SET EXERCISE A:
Copy the rows exactly, beginning with the line containing "highlight the side" and ending with the line containing "[393, 205, 418, 300]", including both.

If I'm wrong here, I think the rationale should be documented.

================
Comment at: lib/Transforms/Scalar/SimpleLoopUnswitch.cpp:896
+
+    ClonedL = new Loop();
+    if (ParentL) {
----------------
Can you move the declaration of `ClonedL` here?

================
Comment at: lib/Transforms/Scalar/SimpleLoopUnswitch.cpp:898
+    if (ParentL) {
+      ParentL->addBasicBlockToLoop(ClonedPH, LI);
+      ParentL->addChildLoop(ClonedL);
----------------
Why not remove the `ParentL->addBasicBlockToLoop(ClonedPH, LI);` here and add the preheader using the generic `UnloopedBlockSet` logic at the end?

================
Comment at: lib/Transforms/Scalar/SimpleLoopUnswitch.cpp:907
+    // discovered them. The original order of blocks was carefully built in
+    // a way that is stable w.r.t. predecessor ordering. Rather than re-invent
+    // that logic, we just re-walk the original blocks (and those of the child
----------------
Not sure what you mean by "stable w.r.t. predecessor ordering".

================
Comment at: lib/Transforms/Scalar/SimpleLoopUnswitch.cpp:924
+      // loop for this block.
+      for (Loop *PL = ClonedL; PL; PL = PL->getParentLoop())
+        PL->addBlockEntry(ClonedBB);
----------------
I've added a comment regarding this in `cloneLoopNest`.

================
Comment at: lib/Transforms/Scalar/SimpleLoopUnswitch.cpp:956
+
+  // Figure out what blocks are left to place within the loop nest. If we never
+  // formed a loop, the cloned PH is one of them.
----------------
By "the loop nest" do you mean "the loop nest containing the loop being unswitched"?  If so, changing the comment to say that may make things clearer.

================
Comment at: lib/Transforms/Scalar/SimpleLoopUnswitch.cpp:989
+      // We can stop recursing at the cloned preheader (if we get there).
+      if (BB == ClonedPH)
+        continue;
----------------
When will we hit this?  Won't all of the paths "die out" once they hit `UnloopedBlockSet.erase(PredBB)`?

================
Comment at: lib/Transforms/Scalar/SimpleLoopUnswitch.cpp:1002
+
+        // We just insert into the loop set here. We'll add these blocks to the
+        // exit loop after we build up the set in a deterministic order rather
----------------
I thought `predecessors` was deterministic too (since the use-list has deterministic order)?

https://reviews.llvm.org/D34200

PROVIDED RECORDS:
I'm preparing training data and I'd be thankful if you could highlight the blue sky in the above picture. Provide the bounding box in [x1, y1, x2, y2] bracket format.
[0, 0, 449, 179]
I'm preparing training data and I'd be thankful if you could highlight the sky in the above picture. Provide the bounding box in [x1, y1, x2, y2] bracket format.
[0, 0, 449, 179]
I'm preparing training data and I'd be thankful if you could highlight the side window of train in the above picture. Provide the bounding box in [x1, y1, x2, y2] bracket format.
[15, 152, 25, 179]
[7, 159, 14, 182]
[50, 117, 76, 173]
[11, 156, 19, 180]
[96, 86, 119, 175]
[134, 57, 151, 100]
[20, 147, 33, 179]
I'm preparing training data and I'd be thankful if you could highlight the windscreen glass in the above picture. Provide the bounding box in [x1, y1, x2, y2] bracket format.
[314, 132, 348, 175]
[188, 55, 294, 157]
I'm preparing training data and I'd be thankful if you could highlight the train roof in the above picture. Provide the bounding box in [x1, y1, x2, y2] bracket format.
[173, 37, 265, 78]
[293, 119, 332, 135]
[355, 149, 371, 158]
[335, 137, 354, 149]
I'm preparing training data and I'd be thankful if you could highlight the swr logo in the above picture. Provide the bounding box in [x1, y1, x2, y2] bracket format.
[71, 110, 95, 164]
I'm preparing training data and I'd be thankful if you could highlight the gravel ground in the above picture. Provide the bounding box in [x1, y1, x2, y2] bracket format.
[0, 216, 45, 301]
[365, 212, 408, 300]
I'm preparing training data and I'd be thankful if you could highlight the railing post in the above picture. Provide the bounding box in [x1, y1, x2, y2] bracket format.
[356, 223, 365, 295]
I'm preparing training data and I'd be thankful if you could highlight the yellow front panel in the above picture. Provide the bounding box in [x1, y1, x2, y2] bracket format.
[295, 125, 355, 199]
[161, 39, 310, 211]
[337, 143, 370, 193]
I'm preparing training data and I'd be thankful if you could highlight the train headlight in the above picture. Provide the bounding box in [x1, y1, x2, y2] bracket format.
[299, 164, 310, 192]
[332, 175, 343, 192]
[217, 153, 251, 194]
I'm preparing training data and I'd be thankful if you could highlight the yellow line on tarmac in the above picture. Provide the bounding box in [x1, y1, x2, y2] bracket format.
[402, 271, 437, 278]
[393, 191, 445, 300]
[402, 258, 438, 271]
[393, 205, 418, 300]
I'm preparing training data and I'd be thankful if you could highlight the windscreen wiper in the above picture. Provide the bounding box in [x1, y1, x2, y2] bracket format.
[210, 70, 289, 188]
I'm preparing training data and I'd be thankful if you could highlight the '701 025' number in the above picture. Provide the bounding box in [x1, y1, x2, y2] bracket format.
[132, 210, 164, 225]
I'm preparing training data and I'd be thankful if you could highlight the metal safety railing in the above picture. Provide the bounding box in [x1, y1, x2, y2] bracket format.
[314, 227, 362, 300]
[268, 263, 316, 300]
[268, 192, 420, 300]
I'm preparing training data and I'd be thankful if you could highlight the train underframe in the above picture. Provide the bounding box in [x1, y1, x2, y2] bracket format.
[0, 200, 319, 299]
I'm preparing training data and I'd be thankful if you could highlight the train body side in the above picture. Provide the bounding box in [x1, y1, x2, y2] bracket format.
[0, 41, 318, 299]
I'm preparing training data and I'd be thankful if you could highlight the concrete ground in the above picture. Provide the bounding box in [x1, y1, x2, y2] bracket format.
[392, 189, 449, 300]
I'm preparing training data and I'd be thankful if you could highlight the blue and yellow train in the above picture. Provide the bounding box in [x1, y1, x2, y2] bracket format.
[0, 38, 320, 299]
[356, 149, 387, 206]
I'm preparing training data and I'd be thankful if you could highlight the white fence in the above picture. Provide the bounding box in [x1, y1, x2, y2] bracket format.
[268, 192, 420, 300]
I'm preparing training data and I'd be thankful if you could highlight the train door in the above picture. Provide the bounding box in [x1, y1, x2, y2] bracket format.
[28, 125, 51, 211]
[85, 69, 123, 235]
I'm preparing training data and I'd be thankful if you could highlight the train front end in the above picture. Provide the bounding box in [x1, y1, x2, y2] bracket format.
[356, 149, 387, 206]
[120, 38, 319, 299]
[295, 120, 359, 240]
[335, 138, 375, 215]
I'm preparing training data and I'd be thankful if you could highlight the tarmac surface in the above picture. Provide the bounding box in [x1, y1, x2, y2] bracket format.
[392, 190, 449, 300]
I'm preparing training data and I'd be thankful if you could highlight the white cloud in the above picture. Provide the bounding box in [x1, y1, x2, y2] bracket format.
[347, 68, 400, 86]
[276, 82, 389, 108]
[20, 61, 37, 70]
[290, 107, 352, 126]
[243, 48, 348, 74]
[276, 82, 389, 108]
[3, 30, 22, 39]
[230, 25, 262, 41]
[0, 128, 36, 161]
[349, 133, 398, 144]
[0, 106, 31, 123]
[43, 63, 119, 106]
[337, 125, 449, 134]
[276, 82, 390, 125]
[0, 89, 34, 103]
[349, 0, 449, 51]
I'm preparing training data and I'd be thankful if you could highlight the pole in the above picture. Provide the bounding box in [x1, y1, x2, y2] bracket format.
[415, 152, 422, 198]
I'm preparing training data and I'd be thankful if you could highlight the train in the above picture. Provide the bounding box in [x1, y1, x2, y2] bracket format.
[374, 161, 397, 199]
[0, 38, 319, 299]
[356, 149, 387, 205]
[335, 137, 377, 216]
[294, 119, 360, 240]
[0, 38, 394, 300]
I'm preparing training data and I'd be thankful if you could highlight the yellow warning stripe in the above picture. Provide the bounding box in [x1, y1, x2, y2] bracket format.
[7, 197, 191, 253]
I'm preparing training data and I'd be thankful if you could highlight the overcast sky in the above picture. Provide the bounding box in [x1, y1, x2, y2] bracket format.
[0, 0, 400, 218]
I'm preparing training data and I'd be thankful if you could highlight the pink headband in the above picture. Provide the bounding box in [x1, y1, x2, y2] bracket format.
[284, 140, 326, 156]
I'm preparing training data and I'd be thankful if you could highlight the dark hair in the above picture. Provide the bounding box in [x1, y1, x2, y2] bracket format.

* * *

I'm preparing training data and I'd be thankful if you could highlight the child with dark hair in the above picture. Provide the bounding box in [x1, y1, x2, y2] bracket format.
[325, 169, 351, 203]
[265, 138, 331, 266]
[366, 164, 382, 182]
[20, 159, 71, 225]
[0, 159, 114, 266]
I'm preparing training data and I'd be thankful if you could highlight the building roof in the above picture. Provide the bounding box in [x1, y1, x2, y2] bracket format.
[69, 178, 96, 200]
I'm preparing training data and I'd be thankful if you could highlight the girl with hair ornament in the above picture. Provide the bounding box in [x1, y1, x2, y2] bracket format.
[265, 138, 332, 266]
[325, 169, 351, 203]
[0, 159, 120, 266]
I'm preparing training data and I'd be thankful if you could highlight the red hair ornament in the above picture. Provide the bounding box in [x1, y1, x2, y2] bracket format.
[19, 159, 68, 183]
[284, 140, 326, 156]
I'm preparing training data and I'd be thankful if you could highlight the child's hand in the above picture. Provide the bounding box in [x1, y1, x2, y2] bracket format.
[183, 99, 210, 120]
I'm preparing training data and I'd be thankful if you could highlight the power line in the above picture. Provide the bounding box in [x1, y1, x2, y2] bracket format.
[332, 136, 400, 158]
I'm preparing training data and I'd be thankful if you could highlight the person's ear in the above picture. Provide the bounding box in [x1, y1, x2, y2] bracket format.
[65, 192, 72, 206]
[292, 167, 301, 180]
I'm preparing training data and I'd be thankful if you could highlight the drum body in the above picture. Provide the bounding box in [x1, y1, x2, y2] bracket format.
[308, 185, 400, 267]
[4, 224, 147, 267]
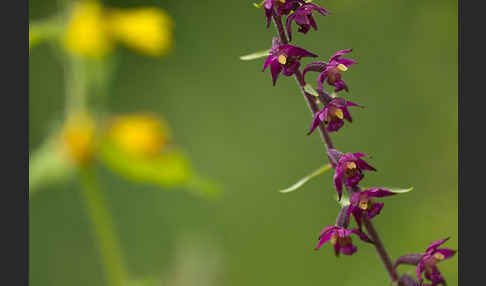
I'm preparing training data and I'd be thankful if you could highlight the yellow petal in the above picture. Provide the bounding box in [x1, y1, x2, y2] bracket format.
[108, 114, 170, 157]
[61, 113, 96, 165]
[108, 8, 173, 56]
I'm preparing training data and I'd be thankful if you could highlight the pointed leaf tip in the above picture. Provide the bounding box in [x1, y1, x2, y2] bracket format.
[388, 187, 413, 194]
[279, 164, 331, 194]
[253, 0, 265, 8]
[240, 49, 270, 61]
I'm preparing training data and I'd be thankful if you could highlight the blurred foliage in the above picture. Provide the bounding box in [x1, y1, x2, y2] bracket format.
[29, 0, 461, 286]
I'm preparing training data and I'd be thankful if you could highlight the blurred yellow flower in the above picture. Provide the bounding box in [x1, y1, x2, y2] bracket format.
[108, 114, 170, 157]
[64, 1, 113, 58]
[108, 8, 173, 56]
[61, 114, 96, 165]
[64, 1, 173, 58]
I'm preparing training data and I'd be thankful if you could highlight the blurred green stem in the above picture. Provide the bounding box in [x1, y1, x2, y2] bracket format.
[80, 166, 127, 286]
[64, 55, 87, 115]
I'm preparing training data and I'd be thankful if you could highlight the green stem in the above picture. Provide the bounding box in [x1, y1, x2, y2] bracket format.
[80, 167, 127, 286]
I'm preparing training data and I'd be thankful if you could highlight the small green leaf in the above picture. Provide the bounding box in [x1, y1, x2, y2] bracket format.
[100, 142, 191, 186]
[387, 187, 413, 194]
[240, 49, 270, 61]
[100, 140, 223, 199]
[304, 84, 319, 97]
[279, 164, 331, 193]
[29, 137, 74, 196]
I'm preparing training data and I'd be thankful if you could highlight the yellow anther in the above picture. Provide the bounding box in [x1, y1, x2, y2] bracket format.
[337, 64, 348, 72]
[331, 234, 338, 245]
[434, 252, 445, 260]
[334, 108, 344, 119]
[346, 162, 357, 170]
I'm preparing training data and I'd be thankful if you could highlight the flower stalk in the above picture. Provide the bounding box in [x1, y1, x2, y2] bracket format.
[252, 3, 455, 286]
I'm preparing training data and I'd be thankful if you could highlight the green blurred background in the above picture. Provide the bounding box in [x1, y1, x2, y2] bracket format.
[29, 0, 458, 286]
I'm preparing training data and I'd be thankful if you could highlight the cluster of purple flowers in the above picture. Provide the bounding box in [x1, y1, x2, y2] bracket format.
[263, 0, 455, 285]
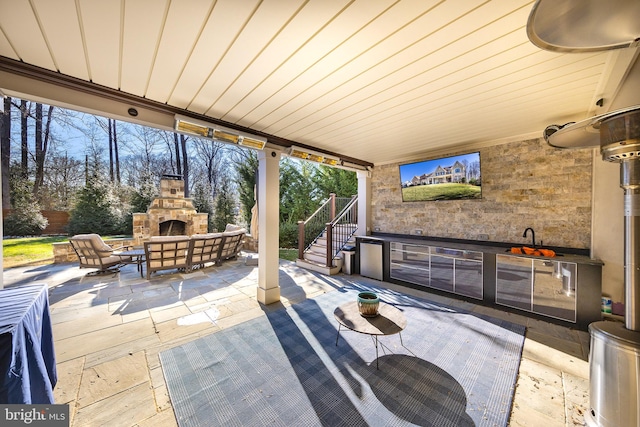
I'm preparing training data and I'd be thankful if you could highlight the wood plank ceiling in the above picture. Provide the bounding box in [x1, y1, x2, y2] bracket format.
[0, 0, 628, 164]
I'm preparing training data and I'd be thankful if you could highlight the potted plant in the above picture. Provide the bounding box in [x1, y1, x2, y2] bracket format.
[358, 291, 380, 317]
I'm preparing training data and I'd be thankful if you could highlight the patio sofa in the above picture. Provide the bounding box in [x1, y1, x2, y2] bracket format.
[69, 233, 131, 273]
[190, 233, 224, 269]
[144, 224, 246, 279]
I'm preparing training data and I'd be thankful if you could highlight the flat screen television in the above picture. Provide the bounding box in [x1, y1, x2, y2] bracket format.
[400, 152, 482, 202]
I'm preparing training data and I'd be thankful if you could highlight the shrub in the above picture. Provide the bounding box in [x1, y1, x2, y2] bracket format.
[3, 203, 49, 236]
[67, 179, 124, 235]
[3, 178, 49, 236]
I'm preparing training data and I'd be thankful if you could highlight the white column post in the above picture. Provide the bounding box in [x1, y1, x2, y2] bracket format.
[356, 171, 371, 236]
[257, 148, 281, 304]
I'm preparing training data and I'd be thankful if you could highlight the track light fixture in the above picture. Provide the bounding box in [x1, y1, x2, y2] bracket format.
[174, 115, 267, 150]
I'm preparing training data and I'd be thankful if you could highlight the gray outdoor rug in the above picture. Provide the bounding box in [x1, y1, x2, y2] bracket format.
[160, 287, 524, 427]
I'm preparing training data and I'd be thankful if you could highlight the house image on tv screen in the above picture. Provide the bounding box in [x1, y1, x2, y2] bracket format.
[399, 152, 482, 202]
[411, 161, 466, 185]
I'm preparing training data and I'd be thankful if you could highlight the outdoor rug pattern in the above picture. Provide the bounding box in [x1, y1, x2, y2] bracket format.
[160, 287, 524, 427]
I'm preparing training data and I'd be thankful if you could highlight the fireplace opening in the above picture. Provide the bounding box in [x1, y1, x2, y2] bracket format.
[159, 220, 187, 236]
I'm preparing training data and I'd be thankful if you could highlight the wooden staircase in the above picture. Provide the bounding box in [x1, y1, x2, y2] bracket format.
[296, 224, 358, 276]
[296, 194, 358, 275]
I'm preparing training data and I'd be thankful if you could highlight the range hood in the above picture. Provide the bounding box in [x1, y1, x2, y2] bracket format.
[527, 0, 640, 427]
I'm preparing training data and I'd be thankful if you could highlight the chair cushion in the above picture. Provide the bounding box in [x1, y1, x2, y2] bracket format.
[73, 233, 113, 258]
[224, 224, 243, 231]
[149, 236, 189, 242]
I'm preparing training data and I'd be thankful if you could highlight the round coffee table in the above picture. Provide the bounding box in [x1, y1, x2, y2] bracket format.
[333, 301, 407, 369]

SET EXERCISE B:
In the code review comments, why does the reviewer think `predecessors` is deterministic?

EXERCISE SOLUTION A:
I'm preparing training data and I'd be thankful if you could highlight the side window of train in the above picture. Provide the bounding box in [x1, y1, x2, y2] bracket format.
[15, 152, 25, 179]
[7, 159, 14, 182]
[50, 117, 76, 173]
[11, 156, 19, 180]
[96, 86, 119, 175]
[134, 57, 151, 100]
[20, 147, 33, 179]
I'm preparing training data and I'd be thankful if you could highlight the windscreen glass in the above picture. Provide the bounding box in [x1, y1, x2, y2] bracket format.
[314, 132, 348, 175]
[188, 55, 294, 157]
I'm preparing training data and I'd be thankful if you could highlight the train roof in the above picture. Provide the bounding box in [x1, y1, x2, y2] bracket format.
[173, 37, 265, 78]
[293, 119, 332, 135]
[355, 149, 371, 158]
[335, 137, 354, 149]
I'm preparing training data and I'd be thankful if you could highlight the swr logo in the above picture. Provide the bounding box in [x1, y1, x2, y2] bracket format.
[71, 110, 95, 164]
I'm preparing training data and I'd be thankful if you could highlight the gravel ground in the above picture. Provide the bounding box in [x1, y1, x2, y2] bracket format.
[0, 216, 45, 301]
[365, 212, 408, 300]
I'm preparing training data and I'd be thankful if you could highlight the railing post in the above picture. Provide the bounding box in [x1, y1, x2, y2] bracket format.
[356, 223, 365, 295]
I'm preparing training data and I'd be thankful if you could highlight the yellow front panel in the above picture. Provide the bounding box in [x1, y1, x2, y2] bracket format.
[295, 125, 355, 199]
[161, 39, 310, 211]
[337, 143, 370, 193]
I'm preparing training data and I'd be thankful if you could highlight the train headlight in the above picture. Provide the bounding box in [x1, y1, x2, y2] bracket format.
[299, 164, 310, 192]
[332, 175, 343, 192]
[217, 153, 251, 194]
I'm preparing training data and I'd be thankful if you could highlight the yellow line on tarmac in the above picture. Provide the bounding box in [x1, y1, x2, y2] bracket format.
[402, 271, 437, 278]
[393, 191, 445, 300]
[402, 258, 438, 271]
[393, 205, 418, 300]

EXERCISE SOLUTION B:
Because the use-list has deterministic order.